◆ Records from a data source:
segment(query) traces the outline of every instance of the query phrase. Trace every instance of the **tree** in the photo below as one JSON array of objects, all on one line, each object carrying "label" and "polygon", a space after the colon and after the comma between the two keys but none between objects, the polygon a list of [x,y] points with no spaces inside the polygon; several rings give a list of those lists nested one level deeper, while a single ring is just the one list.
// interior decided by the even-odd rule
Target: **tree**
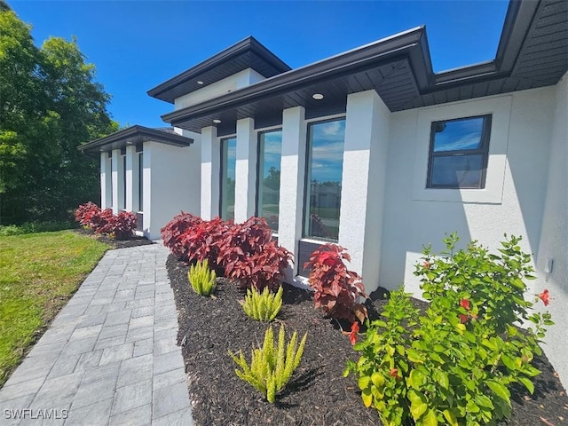
[{"label": "tree", "polygon": [[[4,4],[5,5],[5,4]],[[99,162],[77,146],[118,129],[76,40],[37,49],[0,3],[0,223],[60,220],[99,194]]]}]

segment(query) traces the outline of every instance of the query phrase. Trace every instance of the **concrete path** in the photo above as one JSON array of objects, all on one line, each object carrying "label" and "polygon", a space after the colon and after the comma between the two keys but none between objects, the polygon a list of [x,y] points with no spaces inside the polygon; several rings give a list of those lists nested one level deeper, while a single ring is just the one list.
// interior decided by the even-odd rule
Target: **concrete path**
[{"label": "concrete path", "polygon": [[167,256],[106,252],[0,390],[0,425],[193,424]]}]

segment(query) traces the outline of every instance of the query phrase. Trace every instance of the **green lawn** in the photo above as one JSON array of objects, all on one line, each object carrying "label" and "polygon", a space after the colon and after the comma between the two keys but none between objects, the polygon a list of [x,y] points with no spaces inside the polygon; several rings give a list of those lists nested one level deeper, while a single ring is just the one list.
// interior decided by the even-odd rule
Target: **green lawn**
[{"label": "green lawn", "polygon": [[108,248],[72,231],[0,236],[0,387]]}]

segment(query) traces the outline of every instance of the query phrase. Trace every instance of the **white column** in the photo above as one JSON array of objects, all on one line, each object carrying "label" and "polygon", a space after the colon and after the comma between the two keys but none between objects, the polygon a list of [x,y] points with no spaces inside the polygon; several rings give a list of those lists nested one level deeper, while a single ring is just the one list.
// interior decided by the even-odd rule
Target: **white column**
[{"label": "white column", "polygon": [[121,211],[124,194],[124,165],[120,149],[113,149],[113,213]]},{"label": "white column", "polygon": [[[152,154],[154,144],[151,141],[144,142],[142,155],[142,202],[144,205],[140,206],[144,216],[142,217],[142,228],[144,230],[144,235],[150,236],[152,231]],[[139,160],[138,160],[139,161]],[[155,202],[155,201],[154,201]]]},{"label": "white column", "polygon": [[367,294],[379,284],[390,114],[375,91],[347,97],[339,245]]},{"label": "white column", "polygon": [[240,224],[254,216],[256,208],[256,138],[252,118],[237,121],[236,154],[234,221]]},{"label": "white column", "polygon": [[221,143],[217,127],[201,129],[201,218],[211,220],[219,215]]},{"label": "white column", "polygon": [[100,153],[100,208],[105,209],[111,207],[113,194],[111,193],[111,183],[113,170],[111,170],[108,153]]},{"label": "white column", "polygon": [[[304,179],[305,175],[305,110],[303,106],[282,113],[282,156],[280,159],[280,201],[279,205],[278,243],[297,255],[302,238]],[[290,267],[286,280],[291,282]]]},{"label": "white column", "polygon": [[136,146],[126,146],[126,210],[137,211],[138,209],[138,154]]}]

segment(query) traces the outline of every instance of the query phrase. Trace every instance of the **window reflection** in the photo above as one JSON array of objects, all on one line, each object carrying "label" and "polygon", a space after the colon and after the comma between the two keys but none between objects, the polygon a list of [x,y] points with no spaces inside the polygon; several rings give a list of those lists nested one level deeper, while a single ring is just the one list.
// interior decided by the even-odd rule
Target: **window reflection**
[{"label": "window reflection", "polygon": [[266,131],[259,135],[256,216],[266,219],[268,225],[275,232],[278,232],[280,198],[281,151],[282,130]]},{"label": "window reflection", "polygon": [[336,241],[339,236],[344,137],[344,119],[308,128],[305,237]]},{"label": "window reflection", "polygon": [[237,139],[221,140],[221,217],[234,219],[234,181],[237,163]]}]

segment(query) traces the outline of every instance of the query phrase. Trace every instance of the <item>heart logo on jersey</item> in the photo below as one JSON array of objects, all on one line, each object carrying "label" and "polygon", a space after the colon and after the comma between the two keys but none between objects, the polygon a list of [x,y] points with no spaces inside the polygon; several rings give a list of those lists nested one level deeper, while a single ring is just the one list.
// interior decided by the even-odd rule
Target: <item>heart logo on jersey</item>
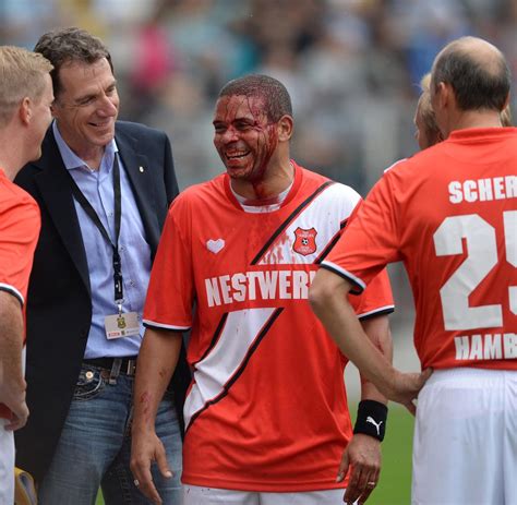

◆ TASK DIRECTIONS: Pick out each line of the records above that contains the string "path", treating uppercase and lowercase letters as different.

◆ RIGHT ANSWER:
segment(query) traces the outline of every instance of the query phrase. Trace every instance of the **concrete path** in the photo above as one JSON array of objects, all on one line, each object carrying "label" and "polygon", a space after the colon and after the comma between the two keys but none between objects, the polygon a list of [x,y] points with no spaces inside the polygon; several rings give a list of those lists nested one level deeper, while a single ring is just the one list.
Target: **concrete path**
[{"label": "concrete path", "polygon": [[167,256],[106,252],[0,390],[0,425],[193,424]]}]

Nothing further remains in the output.